§ **Exercise goal**:
If a line in the entries below includes "rough", show that line.

(Extracted data Opens)

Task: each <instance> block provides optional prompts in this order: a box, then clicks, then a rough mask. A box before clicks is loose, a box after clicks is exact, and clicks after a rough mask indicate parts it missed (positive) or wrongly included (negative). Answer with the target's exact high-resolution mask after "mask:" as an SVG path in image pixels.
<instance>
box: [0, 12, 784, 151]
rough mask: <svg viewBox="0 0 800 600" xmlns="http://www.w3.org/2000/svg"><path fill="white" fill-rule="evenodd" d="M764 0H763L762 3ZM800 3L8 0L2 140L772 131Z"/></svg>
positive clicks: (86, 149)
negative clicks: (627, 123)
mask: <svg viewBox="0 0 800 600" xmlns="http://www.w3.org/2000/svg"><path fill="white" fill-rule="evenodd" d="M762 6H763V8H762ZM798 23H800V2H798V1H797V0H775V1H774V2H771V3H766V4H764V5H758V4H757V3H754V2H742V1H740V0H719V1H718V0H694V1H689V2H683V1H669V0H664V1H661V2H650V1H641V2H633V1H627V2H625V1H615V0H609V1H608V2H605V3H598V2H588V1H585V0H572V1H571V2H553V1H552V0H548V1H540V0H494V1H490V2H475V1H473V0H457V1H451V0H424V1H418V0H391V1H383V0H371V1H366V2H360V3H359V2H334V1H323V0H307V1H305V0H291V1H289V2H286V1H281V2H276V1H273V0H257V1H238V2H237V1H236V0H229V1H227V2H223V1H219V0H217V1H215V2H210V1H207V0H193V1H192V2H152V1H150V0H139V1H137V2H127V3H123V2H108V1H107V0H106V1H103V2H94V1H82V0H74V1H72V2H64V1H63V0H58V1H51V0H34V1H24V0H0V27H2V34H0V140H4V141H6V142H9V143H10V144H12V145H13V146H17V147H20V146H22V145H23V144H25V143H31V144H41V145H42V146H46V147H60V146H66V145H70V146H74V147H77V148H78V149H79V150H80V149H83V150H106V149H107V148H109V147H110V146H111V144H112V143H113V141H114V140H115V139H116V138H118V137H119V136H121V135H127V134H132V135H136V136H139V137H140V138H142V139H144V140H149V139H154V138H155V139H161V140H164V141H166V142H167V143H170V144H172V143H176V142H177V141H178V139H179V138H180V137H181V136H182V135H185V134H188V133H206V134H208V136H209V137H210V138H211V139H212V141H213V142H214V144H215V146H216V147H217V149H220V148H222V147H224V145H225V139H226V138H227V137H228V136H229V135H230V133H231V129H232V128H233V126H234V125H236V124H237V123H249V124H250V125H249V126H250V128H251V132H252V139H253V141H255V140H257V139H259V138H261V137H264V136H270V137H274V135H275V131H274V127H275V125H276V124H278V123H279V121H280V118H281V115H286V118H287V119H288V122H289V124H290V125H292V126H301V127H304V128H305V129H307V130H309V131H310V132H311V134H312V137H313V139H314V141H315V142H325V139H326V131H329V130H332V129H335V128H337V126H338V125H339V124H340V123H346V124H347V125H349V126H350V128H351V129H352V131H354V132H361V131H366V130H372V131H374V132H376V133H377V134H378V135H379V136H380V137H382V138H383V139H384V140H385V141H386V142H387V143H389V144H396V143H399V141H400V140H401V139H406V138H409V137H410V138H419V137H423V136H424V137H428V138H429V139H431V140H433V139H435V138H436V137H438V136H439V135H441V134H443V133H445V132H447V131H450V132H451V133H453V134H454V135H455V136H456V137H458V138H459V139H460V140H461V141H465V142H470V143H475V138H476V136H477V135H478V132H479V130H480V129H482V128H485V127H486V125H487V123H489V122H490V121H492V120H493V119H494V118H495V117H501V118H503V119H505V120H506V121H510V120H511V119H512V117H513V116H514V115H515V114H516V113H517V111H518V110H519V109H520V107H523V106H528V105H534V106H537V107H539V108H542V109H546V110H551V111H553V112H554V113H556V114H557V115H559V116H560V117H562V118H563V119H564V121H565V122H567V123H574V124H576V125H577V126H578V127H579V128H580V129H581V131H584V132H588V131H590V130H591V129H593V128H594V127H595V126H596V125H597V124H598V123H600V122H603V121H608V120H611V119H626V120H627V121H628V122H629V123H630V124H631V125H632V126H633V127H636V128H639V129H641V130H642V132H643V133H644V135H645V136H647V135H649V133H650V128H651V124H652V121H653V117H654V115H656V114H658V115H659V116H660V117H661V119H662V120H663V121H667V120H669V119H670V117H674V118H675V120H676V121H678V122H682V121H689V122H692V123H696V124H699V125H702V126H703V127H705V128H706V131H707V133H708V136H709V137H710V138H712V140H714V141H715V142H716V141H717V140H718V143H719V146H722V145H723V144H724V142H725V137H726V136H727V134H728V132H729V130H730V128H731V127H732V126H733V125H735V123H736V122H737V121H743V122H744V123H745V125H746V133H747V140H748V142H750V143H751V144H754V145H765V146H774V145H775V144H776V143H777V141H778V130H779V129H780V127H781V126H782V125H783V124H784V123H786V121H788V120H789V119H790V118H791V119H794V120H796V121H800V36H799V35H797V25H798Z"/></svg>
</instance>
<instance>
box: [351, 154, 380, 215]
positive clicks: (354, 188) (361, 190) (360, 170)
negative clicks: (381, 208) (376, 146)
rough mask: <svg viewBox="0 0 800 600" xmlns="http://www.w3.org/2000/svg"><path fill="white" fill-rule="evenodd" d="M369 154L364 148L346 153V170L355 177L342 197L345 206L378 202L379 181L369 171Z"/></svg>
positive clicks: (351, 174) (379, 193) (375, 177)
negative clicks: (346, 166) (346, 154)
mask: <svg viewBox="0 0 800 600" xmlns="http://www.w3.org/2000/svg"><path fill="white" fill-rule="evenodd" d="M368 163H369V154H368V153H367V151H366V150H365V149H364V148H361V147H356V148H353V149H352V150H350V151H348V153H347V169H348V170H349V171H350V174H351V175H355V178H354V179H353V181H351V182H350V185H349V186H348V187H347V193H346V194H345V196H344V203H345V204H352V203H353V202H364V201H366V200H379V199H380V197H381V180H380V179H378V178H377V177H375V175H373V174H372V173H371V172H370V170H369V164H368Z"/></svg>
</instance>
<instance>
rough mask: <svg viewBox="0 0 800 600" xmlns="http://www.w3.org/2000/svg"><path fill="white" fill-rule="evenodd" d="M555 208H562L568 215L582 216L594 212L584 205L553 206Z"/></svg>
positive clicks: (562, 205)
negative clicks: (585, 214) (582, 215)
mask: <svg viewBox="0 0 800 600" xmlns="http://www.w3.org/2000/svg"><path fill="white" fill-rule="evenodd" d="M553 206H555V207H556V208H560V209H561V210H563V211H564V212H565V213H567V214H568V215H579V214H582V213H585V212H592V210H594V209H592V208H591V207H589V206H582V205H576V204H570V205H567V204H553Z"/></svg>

(Extracted data Closes)
(Extracted data Opens)

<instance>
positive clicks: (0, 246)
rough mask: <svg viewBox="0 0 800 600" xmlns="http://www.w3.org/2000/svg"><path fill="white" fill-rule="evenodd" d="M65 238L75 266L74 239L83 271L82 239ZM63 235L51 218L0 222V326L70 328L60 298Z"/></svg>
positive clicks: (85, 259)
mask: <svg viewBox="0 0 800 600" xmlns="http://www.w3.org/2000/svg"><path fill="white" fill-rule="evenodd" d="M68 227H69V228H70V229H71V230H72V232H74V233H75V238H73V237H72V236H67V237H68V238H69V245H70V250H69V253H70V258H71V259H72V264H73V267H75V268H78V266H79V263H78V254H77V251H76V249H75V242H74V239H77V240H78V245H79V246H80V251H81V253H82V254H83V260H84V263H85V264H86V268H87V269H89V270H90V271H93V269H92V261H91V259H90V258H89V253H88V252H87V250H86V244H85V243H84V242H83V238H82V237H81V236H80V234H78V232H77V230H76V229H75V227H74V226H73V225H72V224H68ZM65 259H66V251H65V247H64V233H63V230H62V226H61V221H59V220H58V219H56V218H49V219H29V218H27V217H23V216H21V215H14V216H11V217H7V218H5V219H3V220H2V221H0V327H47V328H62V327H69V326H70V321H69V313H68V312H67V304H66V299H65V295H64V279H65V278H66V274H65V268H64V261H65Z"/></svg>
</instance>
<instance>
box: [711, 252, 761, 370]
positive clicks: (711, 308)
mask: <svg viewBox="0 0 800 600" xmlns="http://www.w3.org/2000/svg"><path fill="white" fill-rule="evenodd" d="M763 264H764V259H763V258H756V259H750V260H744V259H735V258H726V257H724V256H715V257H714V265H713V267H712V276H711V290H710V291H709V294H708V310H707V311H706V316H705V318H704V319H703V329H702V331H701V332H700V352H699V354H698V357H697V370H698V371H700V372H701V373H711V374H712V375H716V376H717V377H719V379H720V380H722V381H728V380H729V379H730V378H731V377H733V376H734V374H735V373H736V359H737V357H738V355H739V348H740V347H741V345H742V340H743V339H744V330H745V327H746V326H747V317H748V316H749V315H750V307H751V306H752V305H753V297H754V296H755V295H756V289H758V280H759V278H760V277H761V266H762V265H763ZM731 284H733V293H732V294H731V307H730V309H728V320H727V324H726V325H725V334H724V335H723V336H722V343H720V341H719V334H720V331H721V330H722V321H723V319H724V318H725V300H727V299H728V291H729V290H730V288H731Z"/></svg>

(Extracted data Closes)

§ **Reply**:
Task: each <instance> block provides optional prompts in this order: a box, then clicks, then a rough mask. A box before clicks is loose, a box after clicks is exact, and clicks after a rough mask indicate parts it missed (positive) or wrongly included (negative). Answer with the target's exact high-resolution mask after "mask:" as an SVG path in image pixels.
rough mask: <svg viewBox="0 0 800 600" xmlns="http://www.w3.org/2000/svg"><path fill="white" fill-rule="evenodd" d="M764 0H763L762 3ZM800 3L8 0L2 140L772 131Z"/></svg>
rough mask: <svg viewBox="0 0 800 600" xmlns="http://www.w3.org/2000/svg"><path fill="white" fill-rule="evenodd" d="M369 154L364 148L346 153V170L355 177L342 197L345 206L378 202L379 181L369 171Z"/></svg>
rough mask: <svg viewBox="0 0 800 600" xmlns="http://www.w3.org/2000/svg"><path fill="white" fill-rule="evenodd" d="M555 208H562L568 215L582 216L594 212L584 205L553 206Z"/></svg>
rough mask: <svg viewBox="0 0 800 600" xmlns="http://www.w3.org/2000/svg"><path fill="white" fill-rule="evenodd" d="M65 238L75 266L74 239L83 271L82 239ZM63 235L51 218L0 222V326L70 328L60 298Z"/></svg>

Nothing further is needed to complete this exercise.